DESCRIPTION OF THE TASK: Repeat each record below exactly as given.
::::
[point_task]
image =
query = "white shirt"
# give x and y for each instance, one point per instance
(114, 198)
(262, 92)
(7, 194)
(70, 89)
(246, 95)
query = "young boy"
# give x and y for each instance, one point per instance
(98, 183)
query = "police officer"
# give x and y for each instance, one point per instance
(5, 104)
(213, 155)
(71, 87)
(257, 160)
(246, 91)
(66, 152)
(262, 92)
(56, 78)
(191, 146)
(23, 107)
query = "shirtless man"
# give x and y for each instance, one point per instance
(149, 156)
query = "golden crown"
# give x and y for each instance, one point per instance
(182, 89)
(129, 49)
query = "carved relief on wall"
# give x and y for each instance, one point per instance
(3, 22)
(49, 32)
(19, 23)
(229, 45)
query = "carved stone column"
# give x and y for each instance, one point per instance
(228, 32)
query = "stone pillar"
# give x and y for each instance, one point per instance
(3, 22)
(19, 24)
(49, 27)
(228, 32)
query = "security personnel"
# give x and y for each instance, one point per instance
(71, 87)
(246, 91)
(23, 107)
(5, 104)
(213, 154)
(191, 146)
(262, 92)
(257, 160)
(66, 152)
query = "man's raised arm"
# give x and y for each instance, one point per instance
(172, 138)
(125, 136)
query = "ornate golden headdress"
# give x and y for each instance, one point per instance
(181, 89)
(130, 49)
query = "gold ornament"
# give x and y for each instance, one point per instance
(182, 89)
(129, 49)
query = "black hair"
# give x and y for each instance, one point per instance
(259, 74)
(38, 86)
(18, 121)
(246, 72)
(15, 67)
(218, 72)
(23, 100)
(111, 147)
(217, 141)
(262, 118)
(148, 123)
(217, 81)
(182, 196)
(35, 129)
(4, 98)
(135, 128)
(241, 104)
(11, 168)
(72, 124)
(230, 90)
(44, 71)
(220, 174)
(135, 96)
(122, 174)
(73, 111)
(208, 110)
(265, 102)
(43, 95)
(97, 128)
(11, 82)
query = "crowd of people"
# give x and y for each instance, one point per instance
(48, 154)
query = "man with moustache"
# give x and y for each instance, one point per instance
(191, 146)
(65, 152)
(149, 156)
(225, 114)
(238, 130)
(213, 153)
::::
FINISHED ANSWER:
[point_task]
image =
query = "white shirt"
# give x and y for each instance, one point per instance
(114, 198)
(262, 92)
(7, 194)
(70, 89)
(246, 95)
query = "young boy"
# give x and y for each instance, one point per instance
(98, 183)
query = "police officer"
# give x and y for each instance, one point per instance
(5, 104)
(213, 155)
(71, 87)
(257, 160)
(246, 91)
(66, 152)
(262, 92)
(56, 78)
(191, 146)
(23, 107)
query = "shirtless man"
# give x and y for each instance, one point per instance
(149, 156)
query = "golden crown"
# give x and y for each instance, one point per instance
(182, 89)
(129, 49)
query = "carved relief on wall"
# give x and y for each instance, one point per instance
(3, 22)
(49, 32)
(19, 23)
(229, 45)
query = "carved stone column"
# give x and y for each instance, one point per instance
(228, 32)
query = "stone pillar"
# give x and y for each instance, one point per instance
(3, 22)
(19, 24)
(49, 27)
(228, 32)
query = "security personnel"
# give x and y for each instance, one point per instance
(71, 87)
(246, 91)
(23, 107)
(5, 104)
(213, 154)
(191, 146)
(262, 92)
(257, 160)
(66, 152)
query = "man's raised arm"
# give x and y for each instance, one point per instance
(172, 138)
(125, 136)
query = "ornate golden headdress"
# give x and y for each instance, one point per instance
(181, 89)
(130, 49)
query = "gold ornament"
# give x and y for each instance, one point per instance
(182, 89)
(129, 49)
query = "black hair"
# give x and y for each instance, one point per instance
(259, 74)
(38, 86)
(18, 121)
(246, 72)
(15, 67)
(218, 72)
(23, 100)
(111, 147)
(217, 141)
(262, 118)
(148, 123)
(217, 81)
(182, 196)
(35, 129)
(4, 98)
(135, 128)
(241, 104)
(11, 168)
(72, 124)
(230, 90)
(44, 71)
(220, 174)
(135, 96)
(122, 174)
(73, 111)
(208, 110)
(265, 102)
(43, 95)
(97, 128)
(11, 82)
query = "crowd of people"
# give x and y for each instance, one point per instance
(48, 154)
query = "man with moustache"
# give x and y for each instance, one point per instance
(191, 146)
(65, 152)
(149, 156)
(225, 114)
(238, 130)
(213, 153)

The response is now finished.